— Start of Extract —
Calling Girls racist is a problem for everybody because Girls is racist insofar as everything on TV is racist, and insofar as everyone is racist.

My friend—who is half Indian and half white, maybe Swiss? French? Who cares, he’s a babeatron—once kept a “racism journal” where he wrote down all of his own noticed, racist impulses, like feeling for his wallet when a black man sitting next to him on the subway stood up. We live in Toronto, which is similar to New York but more, like, everybody all at once. (Toronto is simultaneously really corny and clean and also houses a galaxy of brand-new immigrants from every conceivable place and you still best say “Excuse me” and “Please” and “Thank you” constantly. I love it.) My friend’s journal is maybe the only thing I’ve ever liked that was explicitly about race—not about an individual experience of race, but about its fact and city-function.
— End of Extract —
— Start of Supplied records —
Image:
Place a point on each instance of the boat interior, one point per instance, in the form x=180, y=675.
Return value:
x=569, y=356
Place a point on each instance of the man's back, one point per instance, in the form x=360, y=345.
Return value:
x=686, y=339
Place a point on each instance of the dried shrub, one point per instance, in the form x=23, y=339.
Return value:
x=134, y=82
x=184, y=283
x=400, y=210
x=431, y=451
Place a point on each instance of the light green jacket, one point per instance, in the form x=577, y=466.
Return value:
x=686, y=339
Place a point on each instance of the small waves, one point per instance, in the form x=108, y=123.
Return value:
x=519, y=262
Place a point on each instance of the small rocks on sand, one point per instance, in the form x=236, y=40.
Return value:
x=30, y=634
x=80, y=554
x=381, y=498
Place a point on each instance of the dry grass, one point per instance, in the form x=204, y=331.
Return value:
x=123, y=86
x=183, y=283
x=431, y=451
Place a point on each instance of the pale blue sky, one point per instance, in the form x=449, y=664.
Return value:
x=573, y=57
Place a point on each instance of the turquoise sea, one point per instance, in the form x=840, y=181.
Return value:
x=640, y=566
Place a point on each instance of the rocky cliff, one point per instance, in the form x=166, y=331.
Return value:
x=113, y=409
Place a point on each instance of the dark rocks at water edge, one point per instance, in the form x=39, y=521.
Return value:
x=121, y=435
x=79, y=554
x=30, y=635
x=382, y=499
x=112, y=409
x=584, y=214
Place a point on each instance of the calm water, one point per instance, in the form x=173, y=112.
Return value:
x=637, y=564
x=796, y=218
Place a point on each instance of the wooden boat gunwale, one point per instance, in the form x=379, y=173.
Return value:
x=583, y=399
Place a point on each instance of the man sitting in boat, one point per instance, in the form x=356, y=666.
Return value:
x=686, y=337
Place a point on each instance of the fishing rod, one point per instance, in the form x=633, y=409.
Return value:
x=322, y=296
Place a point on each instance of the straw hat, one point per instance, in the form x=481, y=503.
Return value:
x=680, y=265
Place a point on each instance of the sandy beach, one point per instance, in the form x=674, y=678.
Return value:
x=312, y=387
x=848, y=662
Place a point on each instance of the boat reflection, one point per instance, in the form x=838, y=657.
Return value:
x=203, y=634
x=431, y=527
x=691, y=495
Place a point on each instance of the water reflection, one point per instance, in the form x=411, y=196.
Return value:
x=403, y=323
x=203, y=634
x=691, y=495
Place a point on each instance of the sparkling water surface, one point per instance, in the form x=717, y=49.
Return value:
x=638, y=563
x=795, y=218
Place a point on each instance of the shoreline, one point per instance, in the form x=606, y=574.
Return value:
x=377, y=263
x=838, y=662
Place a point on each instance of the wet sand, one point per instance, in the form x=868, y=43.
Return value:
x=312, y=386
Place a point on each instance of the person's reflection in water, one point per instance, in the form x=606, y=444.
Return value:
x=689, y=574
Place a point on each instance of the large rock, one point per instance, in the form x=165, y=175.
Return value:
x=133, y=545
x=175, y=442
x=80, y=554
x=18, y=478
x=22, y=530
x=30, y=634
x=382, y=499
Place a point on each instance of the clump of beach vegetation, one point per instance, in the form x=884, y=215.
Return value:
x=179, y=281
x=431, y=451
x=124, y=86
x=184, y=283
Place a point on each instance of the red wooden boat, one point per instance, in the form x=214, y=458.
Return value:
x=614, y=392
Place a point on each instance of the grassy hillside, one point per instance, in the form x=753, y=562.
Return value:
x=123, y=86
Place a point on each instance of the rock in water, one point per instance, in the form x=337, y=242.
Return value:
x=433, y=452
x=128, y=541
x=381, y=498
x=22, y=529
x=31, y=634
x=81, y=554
— End of Supplied records —
▸ **Exercises**:
(A) Rewrite the essay on race from "My friend—who is" up to and including "fact and city-function.", putting "Montreal" in place of "Toronto".
(B) Count the lines of the rows that contain the string "beach", treating case as significant, and give only the number.

▸ **Responses for each task**:
(A)
My friend—who is half Indian and half white, maybe Swiss? French? Who cares, he’s a babeatron—once kept a “racism journal” where he wrote down all of his own noticed, racist impulses, like feeling for his wallet when a black man sitting next to him on the subway stood up. We live in Montreal, which is similar to New York but more, like, everybody all at once. (Montreal is simultaneously really corny and clean and also houses a galaxy of brand-new immigrants from every conceivable place and you still best say “Excuse me” and “Please” and “Thank you” constantly. I love it.) My friend’s journal is maybe the only thing I’ve ever liked that was explicitly about race—not about an individual experience of race, but about its fact and city-function.

(B) 2